__Travail demandé__. Recopiez à l'identique toutes les lignes des enregistrements ci-dessous, du premier au dernier.

__Données fournies__.
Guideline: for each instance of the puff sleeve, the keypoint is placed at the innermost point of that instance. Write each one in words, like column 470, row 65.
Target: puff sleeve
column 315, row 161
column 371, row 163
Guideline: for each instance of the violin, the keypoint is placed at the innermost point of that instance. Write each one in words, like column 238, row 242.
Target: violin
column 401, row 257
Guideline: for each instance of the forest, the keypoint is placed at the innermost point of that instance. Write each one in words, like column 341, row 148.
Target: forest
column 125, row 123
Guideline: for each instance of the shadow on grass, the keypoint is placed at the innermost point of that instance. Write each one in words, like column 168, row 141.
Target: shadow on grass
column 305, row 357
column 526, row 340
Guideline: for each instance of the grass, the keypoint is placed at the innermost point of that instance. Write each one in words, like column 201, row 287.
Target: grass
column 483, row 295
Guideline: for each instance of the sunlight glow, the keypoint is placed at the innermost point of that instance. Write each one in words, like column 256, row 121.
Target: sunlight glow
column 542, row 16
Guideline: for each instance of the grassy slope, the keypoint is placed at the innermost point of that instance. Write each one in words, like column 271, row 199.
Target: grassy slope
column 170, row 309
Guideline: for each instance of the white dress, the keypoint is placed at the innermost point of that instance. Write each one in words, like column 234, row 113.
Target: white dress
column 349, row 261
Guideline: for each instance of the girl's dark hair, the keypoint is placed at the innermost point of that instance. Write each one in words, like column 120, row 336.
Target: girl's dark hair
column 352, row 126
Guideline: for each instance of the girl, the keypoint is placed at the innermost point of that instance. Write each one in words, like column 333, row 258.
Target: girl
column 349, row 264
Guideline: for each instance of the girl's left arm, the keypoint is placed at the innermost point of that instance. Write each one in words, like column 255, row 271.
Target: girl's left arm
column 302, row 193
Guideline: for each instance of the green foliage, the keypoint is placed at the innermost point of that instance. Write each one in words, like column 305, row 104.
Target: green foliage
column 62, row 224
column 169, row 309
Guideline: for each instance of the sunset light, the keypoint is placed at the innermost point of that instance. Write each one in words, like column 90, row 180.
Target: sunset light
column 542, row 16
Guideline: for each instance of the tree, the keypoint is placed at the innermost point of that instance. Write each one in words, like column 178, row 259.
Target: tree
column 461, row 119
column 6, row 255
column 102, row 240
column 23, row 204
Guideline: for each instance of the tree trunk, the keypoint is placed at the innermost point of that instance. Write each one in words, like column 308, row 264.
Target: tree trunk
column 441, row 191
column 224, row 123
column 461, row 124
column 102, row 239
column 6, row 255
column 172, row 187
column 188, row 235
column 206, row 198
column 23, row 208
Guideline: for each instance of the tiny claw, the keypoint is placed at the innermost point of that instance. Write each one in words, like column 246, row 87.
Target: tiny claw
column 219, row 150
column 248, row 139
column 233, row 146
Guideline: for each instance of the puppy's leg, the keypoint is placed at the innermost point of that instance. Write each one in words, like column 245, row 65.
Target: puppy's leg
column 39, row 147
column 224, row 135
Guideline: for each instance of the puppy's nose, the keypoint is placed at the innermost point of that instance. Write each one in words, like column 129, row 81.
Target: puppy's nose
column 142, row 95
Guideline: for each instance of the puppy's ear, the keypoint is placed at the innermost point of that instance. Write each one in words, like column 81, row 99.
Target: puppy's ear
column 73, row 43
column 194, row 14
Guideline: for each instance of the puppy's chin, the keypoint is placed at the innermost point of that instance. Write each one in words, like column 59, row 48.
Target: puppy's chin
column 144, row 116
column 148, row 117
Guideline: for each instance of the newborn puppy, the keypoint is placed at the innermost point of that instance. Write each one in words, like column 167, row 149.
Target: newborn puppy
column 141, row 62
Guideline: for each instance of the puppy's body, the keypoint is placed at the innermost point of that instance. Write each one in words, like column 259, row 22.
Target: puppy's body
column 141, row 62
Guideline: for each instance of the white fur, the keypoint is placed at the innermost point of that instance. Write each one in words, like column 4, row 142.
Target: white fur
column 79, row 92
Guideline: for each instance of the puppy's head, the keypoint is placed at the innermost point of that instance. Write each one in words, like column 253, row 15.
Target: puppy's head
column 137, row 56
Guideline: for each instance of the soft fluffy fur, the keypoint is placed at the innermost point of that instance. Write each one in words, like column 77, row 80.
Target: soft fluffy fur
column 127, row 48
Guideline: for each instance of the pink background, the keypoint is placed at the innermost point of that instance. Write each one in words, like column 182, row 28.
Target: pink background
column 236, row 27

__Résultat__.
Guideline: for each instance of the puff sleeve, the keypoint is placed at the innermost point of that instance. Write each one in words, like column 470, row 65.
Target: puff sleeve
column 315, row 161
column 371, row 163
Guideline: for each instance of the violin, the keypoint is placed at the innermost point of that instance. Write each one in words, like column 238, row 242.
Target: violin
column 401, row 257
Guideline: for each instance of the forest, the keypoint is placed at the innermost point of that instance. Write each one in words, like column 341, row 148.
Target: forest
column 125, row 123
Guideline: for each instance of the shadow on grass, the keypoint is placed at the innermost point of that instance. Write each one in words, like column 168, row 141.
Target: shadow on grass
column 305, row 357
column 526, row 340
Guideline: for each instance of the grass, the keypoint is placed at the innermost point of that instance. Write each one in words, like column 201, row 287.
Target: grass
column 483, row 295
Guideline: for each instance of the sunlight glow, the keypoint is placed at the innermost point of that instance. Write each one in words, like column 256, row 121.
Target: sunlight glow
column 542, row 16
Guideline: for each instance of the grassy slope, the keypoint is placed at the innermost point of that instance. Write each one in words, like column 271, row 199.
Target: grassy slope
column 170, row 309
Guideline: for each instance of the white dress, the keypoint is placed at the innermost point of that instance. Write each one in words, like column 234, row 113.
Target: white dress
column 349, row 261
Guideline: for each instance of the girl's dark hair, the keypoint is placed at the innermost point of that instance. Write each one in words, like column 120, row 336.
Target: girl's dark hair
column 352, row 126
Guideline: for each instance of the girl, the keypoint is placed at the innermost point of that instance. Write each one in words, like column 333, row 258.
Target: girl
column 349, row 264
Guideline: for each instance of the girl's left arm, the keypoint is placed at the innermost point of that instance. Write each one in words, like column 255, row 271.
Target: girl's left arm
column 302, row 193
Guideline: for each instance of the green foliage, the keypoint is placed at the innermost point of that instance. Write each one in words, like column 305, row 104.
Target: green foliage
column 62, row 224
column 169, row 309
Guideline: for each instance of the sunset light, the keypoint is placed at the innermost point of that instance. Write each one in words, like column 90, row 180.
Target: sunset light
column 542, row 16
Guideline: for each instance of the tree, the keypoint is placed at the innermost point of that instance. Write each one in words, like column 178, row 259.
Target: tree
column 461, row 119
column 6, row 255
column 102, row 240
column 23, row 204
Guideline: for each instance of the tree trunk, the keypoint is placed at the innermost point of that instance. Write each one in words, like column 308, row 264.
Target: tree trunk
column 441, row 191
column 224, row 123
column 461, row 124
column 102, row 239
column 6, row 255
column 172, row 187
column 188, row 235
column 206, row 198
column 23, row 208
Guideline: for each instance of the tiny claw, the keypoint is placed at the innermost point of that instance. Write each one in words, like column 246, row 87.
Target: tiny claw
column 219, row 150
column 248, row 139
column 233, row 146
Guideline: for each instance of the puppy's leg, the keypoint is placed at the innermost point of that instance. Write each one in words, like column 245, row 65.
Target: puppy's leg
column 39, row 147
column 224, row 135
Guideline: for each instance of the puppy's nose, the keypoint is placed at the innermost point of that instance. Write each one in words, like column 129, row 81.
Target: puppy's nose
column 142, row 95
Guideline: for each instance of the puppy's ear, the keypoint is placed at the innermost point of that instance. Write each one in words, like column 81, row 99.
Target: puppy's ear
column 73, row 43
column 194, row 14
Guideline: for each instance of the puppy's chin, the keypoint is placed at the innermost point of that instance. Write each one in words, like column 59, row 48.
Target: puppy's chin
column 144, row 116
column 148, row 117
Guideline: for each instance of the newborn puppy, the keypoint is placed at the innermost point of that instance. Write each one in words, like column 167, row 149.
Target: newborn puppy
column 141, row 62
Guideline: for each instance of the puppy's body, the keypoint is placed at the innermost point of that instance. Write each one in words, like column 259, row 22.
Target: puppy's body
column 141, row 62
Guideline: for each instance of the white fur, the keypoint is placed at the innermost point of that instance. Write each one in words, like column 4, row 142.
Target: white fur
column 79, row 92
Guideline: for each instance of the puppy's head, the keypoint is placed at the innermost point of that instance. Write each one in words, like column 253, row 15.
Target: puppy's head
column 137, row 56
Guideline: for each instance of the soft fluffy fur, the keypoint is placed at the innermost point of that instance. Write each one in words, like column 77, row 80.
Target: soft fluffy fur
column 127, row 48
Guideline: for each instance of the pink background, the keypoint is placed at the innermost point of that instance. Write each one in words, like column 182, row 28.
Target: pink background
column 236, row 27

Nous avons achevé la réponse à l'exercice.